■ **练习目标**
请把下方数据中从含有"Task: indicate the paved"的那一行到含有"x=349 y=125"的那一行（两端都包括）全部重写，其他文字保持不变。坐标整体移动，每个坐标值都加 19。

■ **记录数据**
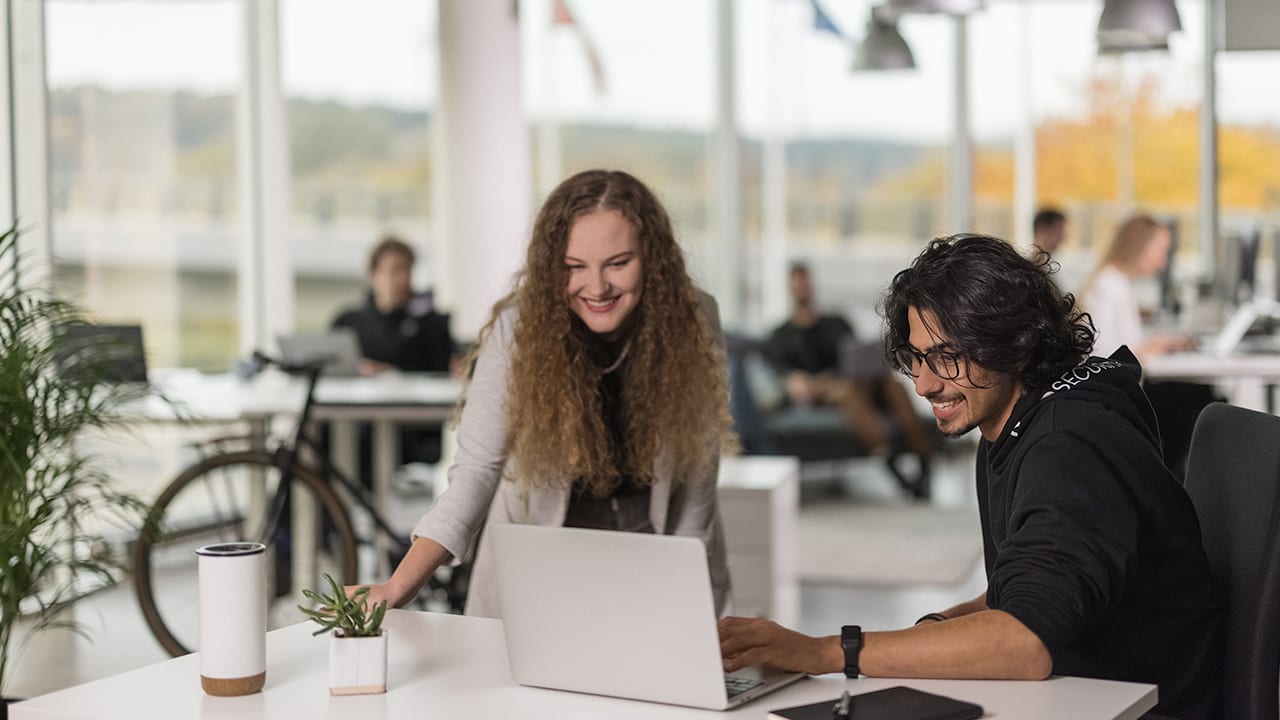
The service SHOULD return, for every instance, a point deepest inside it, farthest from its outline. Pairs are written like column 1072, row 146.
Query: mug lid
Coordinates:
column 231, row 548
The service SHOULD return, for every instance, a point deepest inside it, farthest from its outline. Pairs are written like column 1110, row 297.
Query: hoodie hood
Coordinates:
column 1112, row 382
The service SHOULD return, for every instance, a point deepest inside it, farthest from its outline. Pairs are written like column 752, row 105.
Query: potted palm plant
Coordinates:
column 58, row 506
column 357, row 647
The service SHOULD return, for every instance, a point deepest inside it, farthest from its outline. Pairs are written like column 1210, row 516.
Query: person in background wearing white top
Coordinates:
column 1138, row 250
column 599, row 396
column 1141, row 250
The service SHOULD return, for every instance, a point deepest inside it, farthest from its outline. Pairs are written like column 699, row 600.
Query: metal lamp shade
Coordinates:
column 949, row 7
column 1137, row 24
column 883, row 49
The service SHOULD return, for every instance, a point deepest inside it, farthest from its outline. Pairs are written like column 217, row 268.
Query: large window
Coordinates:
column 142, row 135
column 1115, row 133
column 1249, row 163
column 360, row 82
column 865, row 153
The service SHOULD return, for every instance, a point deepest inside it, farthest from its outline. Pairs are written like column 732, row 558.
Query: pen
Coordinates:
column 841, row 710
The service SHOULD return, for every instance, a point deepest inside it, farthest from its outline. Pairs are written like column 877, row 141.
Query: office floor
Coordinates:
column 119, row 641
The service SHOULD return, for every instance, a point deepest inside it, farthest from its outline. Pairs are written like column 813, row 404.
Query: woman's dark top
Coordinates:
column 626, row 506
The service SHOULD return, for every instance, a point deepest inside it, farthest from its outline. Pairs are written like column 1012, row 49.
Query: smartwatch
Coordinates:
column 851, row 642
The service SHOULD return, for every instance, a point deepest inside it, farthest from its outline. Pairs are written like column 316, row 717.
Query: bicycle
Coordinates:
column 277, row 496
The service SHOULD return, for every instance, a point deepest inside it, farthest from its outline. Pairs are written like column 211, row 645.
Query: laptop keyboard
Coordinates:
column 739, row 686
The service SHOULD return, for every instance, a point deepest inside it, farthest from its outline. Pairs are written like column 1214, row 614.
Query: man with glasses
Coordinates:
column 1093, row 555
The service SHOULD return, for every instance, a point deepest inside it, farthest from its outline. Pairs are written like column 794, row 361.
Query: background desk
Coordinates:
column 456, row 668
column 1244, row 377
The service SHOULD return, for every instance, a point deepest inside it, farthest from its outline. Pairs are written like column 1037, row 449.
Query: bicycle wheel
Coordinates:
column 227, row 499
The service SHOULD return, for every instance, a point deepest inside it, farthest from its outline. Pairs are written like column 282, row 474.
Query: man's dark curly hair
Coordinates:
column 996, row 308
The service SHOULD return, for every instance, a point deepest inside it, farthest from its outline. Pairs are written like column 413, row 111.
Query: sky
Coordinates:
column 658, row 59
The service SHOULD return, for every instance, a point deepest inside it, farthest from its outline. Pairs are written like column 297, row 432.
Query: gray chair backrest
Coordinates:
column 1233, row 477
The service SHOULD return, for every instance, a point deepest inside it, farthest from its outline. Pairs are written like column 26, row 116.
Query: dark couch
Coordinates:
column 767, row 424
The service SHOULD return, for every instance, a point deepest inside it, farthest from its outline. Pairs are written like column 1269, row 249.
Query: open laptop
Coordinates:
column 616, row 614
column 341, row 347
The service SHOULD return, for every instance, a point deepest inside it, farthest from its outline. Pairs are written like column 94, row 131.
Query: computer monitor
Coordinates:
column 1238, row 264
column 112, row 354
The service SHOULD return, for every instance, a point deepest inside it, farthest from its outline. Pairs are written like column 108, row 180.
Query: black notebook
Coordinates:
column 890, row 703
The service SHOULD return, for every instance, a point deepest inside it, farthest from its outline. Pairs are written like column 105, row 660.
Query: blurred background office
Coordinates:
column 216, row 169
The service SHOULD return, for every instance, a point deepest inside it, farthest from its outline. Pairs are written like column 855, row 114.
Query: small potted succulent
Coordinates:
column 357, row 647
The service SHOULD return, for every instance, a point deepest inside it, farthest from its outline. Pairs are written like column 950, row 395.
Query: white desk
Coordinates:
column 1246, row 377
column 759, row 505
column 456, row 668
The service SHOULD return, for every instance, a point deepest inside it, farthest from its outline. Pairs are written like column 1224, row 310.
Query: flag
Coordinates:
column 823, row 22
column 562, row 17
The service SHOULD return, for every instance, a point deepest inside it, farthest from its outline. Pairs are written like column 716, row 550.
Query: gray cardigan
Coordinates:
column 476, row 486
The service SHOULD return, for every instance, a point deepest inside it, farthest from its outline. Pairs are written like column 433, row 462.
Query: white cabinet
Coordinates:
column 759, row 500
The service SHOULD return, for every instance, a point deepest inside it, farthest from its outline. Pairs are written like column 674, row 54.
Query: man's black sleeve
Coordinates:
column 1073, row 534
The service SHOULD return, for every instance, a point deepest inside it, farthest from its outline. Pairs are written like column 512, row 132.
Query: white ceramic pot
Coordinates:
column 357, row 665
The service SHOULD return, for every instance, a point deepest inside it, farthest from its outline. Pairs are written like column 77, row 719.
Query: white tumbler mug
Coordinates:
column 232, row 618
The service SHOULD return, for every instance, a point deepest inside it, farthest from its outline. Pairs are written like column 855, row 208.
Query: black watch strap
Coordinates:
column 851, row 642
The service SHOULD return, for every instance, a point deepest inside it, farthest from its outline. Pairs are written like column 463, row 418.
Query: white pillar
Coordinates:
column 26, row 185
column 960, row 192
column 483, row 169
column 1024, row 141
column 263, row 154
column 726, row 259
column 773, row 191
column 1207, row 201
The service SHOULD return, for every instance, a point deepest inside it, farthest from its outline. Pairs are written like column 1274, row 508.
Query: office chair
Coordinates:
column 1234, row 481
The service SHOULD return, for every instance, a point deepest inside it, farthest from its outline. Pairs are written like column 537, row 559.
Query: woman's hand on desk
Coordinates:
column 423, row 557
column 376, row 593
column 755, row 641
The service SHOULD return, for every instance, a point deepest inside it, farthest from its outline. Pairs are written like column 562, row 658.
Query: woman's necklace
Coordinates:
column 620, row 359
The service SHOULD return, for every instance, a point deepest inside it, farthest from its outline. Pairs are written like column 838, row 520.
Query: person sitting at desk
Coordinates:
column 1048, row 229
column 1093, row 554
column 807, row 351
column 1138, row 250
column 398, row 329
column 599, row 396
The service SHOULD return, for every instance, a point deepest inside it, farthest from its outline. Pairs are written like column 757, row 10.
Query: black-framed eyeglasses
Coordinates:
column 944, row 363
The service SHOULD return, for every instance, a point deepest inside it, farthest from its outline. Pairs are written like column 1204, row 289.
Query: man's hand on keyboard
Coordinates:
column 754, row 641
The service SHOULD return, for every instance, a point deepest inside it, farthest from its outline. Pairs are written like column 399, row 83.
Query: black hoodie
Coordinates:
column 1091, row 542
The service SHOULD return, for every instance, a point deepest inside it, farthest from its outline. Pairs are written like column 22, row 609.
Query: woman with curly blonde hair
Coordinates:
column 599, row 396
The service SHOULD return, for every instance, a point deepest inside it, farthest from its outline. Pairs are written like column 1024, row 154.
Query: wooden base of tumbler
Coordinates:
column 232, row 687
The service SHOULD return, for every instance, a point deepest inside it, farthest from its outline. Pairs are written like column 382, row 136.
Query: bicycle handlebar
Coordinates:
column 312, row 365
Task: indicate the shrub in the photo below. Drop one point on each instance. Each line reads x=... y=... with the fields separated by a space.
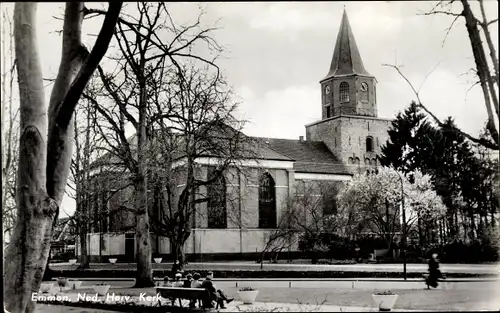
x=385 y=293
x=246 y=289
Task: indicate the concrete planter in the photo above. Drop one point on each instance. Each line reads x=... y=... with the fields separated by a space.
x=101 y=290
x=385 y=302
x=248 y=296
x=46 y=287
x=74 y=284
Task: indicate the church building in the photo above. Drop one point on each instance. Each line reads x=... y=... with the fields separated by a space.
x=347 y=139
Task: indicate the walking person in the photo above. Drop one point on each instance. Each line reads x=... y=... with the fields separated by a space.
x=217 y=295
x=434 y=272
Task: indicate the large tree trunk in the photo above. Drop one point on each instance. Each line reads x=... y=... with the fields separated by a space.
x=178 y=252
x=26 y=256
x=142 y=230
x=143 y=246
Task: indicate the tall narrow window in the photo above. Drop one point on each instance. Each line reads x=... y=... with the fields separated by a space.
x=104 y=211
x=369 y=144
x=329 y=200
x=364 y=92
x=267 y=202
x=216 y=192
x=344 y=92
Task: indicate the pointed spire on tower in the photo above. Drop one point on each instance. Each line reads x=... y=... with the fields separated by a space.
x=346 y=58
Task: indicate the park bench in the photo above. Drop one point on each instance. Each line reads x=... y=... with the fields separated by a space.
x=172 y=293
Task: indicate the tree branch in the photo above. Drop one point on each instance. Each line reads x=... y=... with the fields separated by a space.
x=90 y=65
x=482 y=141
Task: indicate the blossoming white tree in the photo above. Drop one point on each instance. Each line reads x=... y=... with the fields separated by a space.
x=375 y=200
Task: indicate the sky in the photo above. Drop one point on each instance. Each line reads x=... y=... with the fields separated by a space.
x=277 y=52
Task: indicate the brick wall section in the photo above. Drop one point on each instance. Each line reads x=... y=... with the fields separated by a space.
x=333 y=99
x=345 y=136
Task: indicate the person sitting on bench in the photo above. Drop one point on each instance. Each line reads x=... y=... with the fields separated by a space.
x=166 y=282
x=216 y=294
x=188 y=280
x=178 y=282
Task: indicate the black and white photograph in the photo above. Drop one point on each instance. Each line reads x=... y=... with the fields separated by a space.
x=260 y=156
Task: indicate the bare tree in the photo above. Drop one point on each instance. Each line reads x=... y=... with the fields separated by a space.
x=308 y=215
x=10 y=130
x=127 y=99
x=195 y=119
x=488 y=78
x=44 y=164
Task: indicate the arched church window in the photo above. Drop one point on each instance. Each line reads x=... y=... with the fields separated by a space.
x=369 y=144
x=216 y=206
x=344 y=92
x=267 y=202
x=364 y=92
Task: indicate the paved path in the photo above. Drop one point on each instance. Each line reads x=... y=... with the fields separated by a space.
x=415 y=268
x=49 y=308
x=330 y=296
x=379 y=284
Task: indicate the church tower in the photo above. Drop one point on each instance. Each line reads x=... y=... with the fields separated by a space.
x=348 y=88
x=349 y=125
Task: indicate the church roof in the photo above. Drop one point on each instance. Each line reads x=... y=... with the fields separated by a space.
x=308 y=156
x=346 y=57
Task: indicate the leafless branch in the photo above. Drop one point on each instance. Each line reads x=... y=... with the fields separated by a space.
x=482 y=141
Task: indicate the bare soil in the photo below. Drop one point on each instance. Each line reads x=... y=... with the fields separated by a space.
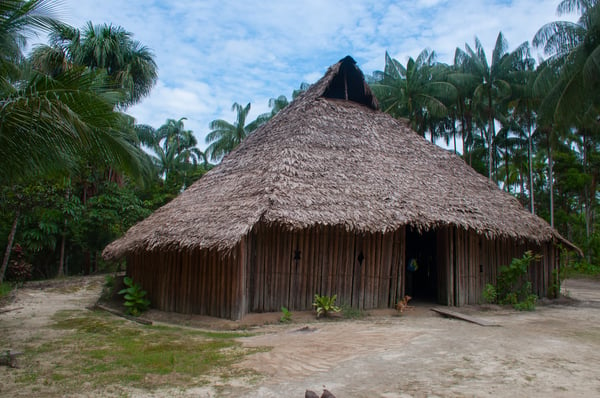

■ **练习解答**
Task: indicate the paved path in the photo above. Drop one point on each instance. Each line reads x=... y=... with the fields separated by a space.
x=434 y=287
x=68 y=327
x=349 y=315
x=398 y=303
Task: indicate the church tower in the photo above. Drop one point on each instance. Each line reads x=... y=... with the fields separated by a space.
x=367 y=107
x=368 y=144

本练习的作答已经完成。